> **TEXTO DE LECTURA**
--------------------------------

María Gabriela y Gabriel, expertos nómadas, fueron los primeros en despedirse de California. No me acostumbro a nuestra incómoda pausa. Nunca será lo mismo navegar en el rio de la cotidianidad que en el silencio de las aguas de la distancia.
Con ellos disfrutamos el gusto de las grandes y pequeñas cosas y sería imperdonable no mencionar la inolvidable aventura del LA River.
Esta aventura fue el bautizo, la ceremonia de circuncisión, de iniciación o novatada de nuestro grupo. Los que conocen a Gabriel saben que dentro de él existe escondido, o quizás no tan escondido, un guía de turistas, un vendedor de aventuras, un creador de sueños. Antes de que dijéramos que sí a su propuesta, ya teníamos en nuestro mail toda la información referente a LA River expedition: fotos, artículos, itinerario, menú y vestimenta sugerida.
El día de la aventura se apreciaba divertidísimo. Cuál fue nuestra sorpresa que al llegar, el LA River tenía todo menos razones para llamarse “River”: charcote estancado con sutil hedor a mierda, almacén de bacterias, de chanclas dispares, de botecitos de Yakult, envolturas de comida, cadáveres de animales viscosos….
Debería haber una forma de leer críticas reales de esta experiencia, porque las que hay, están llenas de fotos de aventureros felices que disfrutan de un río claro como el agua de la piscina del Hotel Marriot y abundante como el pelo de Rapunzel en los dibujos animados de Disney. De río como pelo de Rapunzel solo recuerdo el de mi comadre Rossana; cuando por querer salvar a su hija de las garras de unas ramas secas que colgaban, no de otro árbol sino de algunos cables por ahí olvidados, dio una vuelta cargada de asco y miedo que la aventó sin misericordia al charco de consistencia cremosa.
Salió despavorida y con cara contrariada. No sabía si llorar, desmayarse o reír al mismo tiempo de las arcadas de asco de aquellos quienes presenciamos la desgracia. Carol estaba a salvo, Rossana no.
Mientras tanto, Marianita concentrada, intentaba mantener el equilibrio de su Kayak color pistache al mismo tiempo que Humberto se peleaba con su casco tamaño niño y se enredaba como pretzel en el Kayak diminuto que le asignaron.

--------------------------------

> **ENTRADAS EXTRAÍDAS**
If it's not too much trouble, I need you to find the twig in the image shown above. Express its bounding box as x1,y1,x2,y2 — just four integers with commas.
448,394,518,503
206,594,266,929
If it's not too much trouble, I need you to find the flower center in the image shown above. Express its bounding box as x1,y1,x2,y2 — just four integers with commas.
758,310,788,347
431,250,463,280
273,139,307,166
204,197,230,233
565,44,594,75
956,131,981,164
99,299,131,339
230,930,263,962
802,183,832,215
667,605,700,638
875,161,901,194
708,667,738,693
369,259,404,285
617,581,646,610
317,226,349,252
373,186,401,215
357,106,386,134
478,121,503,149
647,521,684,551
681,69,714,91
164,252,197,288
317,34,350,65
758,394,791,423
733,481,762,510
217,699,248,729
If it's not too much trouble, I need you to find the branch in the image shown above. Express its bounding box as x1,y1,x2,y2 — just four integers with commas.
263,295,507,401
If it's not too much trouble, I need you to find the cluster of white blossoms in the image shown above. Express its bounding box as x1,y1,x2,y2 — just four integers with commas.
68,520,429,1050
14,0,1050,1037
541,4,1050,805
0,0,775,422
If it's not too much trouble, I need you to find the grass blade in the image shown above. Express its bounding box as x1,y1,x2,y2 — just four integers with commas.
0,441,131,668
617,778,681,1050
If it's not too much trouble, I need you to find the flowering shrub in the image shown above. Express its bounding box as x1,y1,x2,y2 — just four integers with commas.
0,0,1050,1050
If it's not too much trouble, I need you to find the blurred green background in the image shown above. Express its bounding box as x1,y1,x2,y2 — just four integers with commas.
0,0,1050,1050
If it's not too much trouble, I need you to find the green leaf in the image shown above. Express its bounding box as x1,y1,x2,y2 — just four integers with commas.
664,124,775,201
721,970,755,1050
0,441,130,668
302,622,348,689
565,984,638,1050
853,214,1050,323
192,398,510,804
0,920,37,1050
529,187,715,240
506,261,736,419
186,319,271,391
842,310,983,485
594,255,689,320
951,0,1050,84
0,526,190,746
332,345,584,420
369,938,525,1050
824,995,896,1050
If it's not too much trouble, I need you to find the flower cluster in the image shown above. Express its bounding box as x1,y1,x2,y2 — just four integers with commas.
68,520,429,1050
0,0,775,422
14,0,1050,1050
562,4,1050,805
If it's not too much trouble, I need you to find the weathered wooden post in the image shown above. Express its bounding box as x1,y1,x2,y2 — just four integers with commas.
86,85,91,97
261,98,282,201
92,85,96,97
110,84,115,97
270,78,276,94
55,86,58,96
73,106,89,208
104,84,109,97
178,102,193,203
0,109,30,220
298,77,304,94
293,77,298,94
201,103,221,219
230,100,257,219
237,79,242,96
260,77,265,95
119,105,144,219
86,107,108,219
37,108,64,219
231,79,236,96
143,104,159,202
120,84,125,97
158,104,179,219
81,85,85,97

--------------------------------

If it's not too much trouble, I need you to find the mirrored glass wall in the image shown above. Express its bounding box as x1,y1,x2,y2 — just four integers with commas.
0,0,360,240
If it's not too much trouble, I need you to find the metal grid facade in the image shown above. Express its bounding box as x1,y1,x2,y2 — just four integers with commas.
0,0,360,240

--------------------------------

> **PREGUNTAS DE ESTUDIO**
- 1) Reproduce el fragmento del texto de lectura que va de "Esta aventura fue" a "y vestimenta sugerida.".
- 2) Según el texto de lectura, ¿qué personas participaron en la aventura del LA River? Escribe el nombre de cada una.
Para resolver las actividades, básate solo en el texto de lectura.

> **RESPUESTAS NUMERADAS**
- 1)
Esta aventura fue el bautizo, la ceremonia de circuncisión, de iniciación o novatada de nuestro grupo. Los que conocen a Gabriel saben que dentro de él existe escondido, o quizás no tan escondido, un guía de turistas, un vendedor de aventuras, un creador de sueños. Antes de que dijéramos que sí a su propuesta, ya teníamos en nuestro mail toda la información referente a LA River expedition: fotos, artículos, itinerario, menú y vestimenta sugerida.

- 2) María Gabriela, Gabriel, Rossana, Carol, Marianita y Humberto.